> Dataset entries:

——————————

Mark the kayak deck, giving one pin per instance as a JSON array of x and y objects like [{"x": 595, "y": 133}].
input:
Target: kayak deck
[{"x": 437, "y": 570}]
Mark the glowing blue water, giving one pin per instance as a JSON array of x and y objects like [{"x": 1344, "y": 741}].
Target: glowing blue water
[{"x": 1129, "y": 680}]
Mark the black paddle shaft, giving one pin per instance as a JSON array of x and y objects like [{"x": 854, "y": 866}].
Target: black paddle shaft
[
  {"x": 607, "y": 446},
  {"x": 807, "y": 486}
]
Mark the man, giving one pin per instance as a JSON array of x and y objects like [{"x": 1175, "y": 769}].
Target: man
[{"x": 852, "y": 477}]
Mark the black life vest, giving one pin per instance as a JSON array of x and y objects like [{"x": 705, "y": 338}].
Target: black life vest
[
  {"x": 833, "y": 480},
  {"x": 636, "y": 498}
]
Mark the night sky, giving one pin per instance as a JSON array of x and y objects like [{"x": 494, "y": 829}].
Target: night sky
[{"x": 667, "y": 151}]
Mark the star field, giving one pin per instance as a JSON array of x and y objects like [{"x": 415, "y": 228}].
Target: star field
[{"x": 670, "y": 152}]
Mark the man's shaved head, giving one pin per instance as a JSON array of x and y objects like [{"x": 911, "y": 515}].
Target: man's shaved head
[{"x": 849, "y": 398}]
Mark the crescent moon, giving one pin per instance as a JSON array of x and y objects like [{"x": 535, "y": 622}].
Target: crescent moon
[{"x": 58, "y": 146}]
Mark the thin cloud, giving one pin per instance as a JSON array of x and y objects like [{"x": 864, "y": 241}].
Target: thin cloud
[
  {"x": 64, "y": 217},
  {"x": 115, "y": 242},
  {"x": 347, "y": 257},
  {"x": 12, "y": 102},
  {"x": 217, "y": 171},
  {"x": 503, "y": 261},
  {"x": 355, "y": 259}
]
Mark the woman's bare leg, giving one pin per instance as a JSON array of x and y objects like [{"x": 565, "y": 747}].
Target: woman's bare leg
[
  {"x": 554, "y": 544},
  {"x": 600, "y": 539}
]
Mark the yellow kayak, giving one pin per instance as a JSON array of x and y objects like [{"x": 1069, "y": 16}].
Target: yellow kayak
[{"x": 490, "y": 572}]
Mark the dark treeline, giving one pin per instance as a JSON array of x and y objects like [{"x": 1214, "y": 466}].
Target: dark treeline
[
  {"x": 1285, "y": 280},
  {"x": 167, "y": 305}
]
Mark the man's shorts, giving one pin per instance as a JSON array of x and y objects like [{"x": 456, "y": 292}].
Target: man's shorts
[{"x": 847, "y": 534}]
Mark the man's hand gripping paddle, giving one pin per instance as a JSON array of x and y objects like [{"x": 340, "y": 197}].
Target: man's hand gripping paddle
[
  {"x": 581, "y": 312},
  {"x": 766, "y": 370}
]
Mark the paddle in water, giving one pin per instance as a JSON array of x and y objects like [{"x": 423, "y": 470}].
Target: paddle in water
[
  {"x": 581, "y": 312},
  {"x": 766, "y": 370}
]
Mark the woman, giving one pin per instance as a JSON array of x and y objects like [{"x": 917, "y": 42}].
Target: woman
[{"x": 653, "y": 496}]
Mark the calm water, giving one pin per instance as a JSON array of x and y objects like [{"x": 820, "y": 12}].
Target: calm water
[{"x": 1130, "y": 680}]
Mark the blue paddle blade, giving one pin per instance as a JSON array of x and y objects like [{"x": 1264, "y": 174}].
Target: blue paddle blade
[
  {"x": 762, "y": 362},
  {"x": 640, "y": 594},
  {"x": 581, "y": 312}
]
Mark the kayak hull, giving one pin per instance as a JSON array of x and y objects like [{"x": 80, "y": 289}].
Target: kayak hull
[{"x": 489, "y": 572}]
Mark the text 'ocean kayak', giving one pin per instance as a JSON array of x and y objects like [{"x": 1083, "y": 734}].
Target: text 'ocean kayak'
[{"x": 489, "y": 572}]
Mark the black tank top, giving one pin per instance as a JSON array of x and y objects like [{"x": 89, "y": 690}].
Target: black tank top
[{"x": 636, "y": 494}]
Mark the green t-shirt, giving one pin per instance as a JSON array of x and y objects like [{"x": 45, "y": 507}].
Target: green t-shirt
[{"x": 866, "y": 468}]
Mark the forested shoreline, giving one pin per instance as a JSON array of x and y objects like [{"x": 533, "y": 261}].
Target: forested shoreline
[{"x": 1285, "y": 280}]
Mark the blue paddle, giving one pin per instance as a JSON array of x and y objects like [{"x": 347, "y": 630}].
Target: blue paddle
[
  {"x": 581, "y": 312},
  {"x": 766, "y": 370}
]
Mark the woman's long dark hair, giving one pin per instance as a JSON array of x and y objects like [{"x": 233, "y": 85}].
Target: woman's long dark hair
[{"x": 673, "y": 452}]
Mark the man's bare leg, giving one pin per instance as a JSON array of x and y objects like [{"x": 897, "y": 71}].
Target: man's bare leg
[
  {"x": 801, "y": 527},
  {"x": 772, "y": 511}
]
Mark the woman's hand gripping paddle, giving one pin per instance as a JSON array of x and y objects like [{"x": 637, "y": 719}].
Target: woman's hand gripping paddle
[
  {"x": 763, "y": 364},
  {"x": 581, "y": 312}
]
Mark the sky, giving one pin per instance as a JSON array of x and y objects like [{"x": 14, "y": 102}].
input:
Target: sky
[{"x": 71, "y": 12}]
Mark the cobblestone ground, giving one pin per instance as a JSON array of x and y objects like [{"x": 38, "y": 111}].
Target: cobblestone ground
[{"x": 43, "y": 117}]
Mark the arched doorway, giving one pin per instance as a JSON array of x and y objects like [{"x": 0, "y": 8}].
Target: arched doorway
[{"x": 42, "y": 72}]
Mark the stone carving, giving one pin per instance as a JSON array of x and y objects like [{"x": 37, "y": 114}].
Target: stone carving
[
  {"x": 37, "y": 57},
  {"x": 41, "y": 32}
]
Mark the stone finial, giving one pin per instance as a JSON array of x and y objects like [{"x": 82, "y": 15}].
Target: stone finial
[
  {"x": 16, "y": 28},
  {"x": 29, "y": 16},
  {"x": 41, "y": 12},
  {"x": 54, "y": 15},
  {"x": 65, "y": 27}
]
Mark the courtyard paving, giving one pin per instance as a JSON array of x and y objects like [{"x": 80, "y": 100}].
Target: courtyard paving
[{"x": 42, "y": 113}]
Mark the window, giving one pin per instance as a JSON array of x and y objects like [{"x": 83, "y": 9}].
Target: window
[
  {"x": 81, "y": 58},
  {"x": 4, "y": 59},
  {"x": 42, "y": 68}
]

——————————

The answer is a portion of the data. Write out exactly the line with "Mark the arched" and all lines after it.

> Task solution:
Mark the arched doorway, giving one pin per instance as a JSON array of x and y objects like [{"x": 0, "y": 8}].
Target: arched doorway
[{"x": 42, "y": 72}]
Mark the stone carving, giving one pin per instance as a JSON array of x and y objects like [{"x": 37, "y": 114}].
Target: stone carving
[
  {"x": 37, "y": 57},
  {"x": 41, "y": 32}
]
Mark the stone finial, giving one pin per instance as a JSON array of x and y objects like [{"x": 82, "y": 15}].
Target: stone finial
[
  {"x": 16, "y": 28},
  {"x": 29, "y": 16},
  {"x": 41, "y": 12},
  {"x": 54, "y": 15},
  {"x": 65, "y": 27}
]
Mark the courtyard paving, giving one pin per instance as a JSON array of x and y objects like [{"x": 80, "y": 100}].
Target: courtyard paving
[{"x": 42, "y": 113}]
Mark the window, giving one pin per instance as a JSON array of x and y objects like [{"x": 83, "y": 9}].
Target: window
[
  {"x": 81, "y": 58},
  {"x": 4, "y": 59},
  {"x": 42, "y": 68}
]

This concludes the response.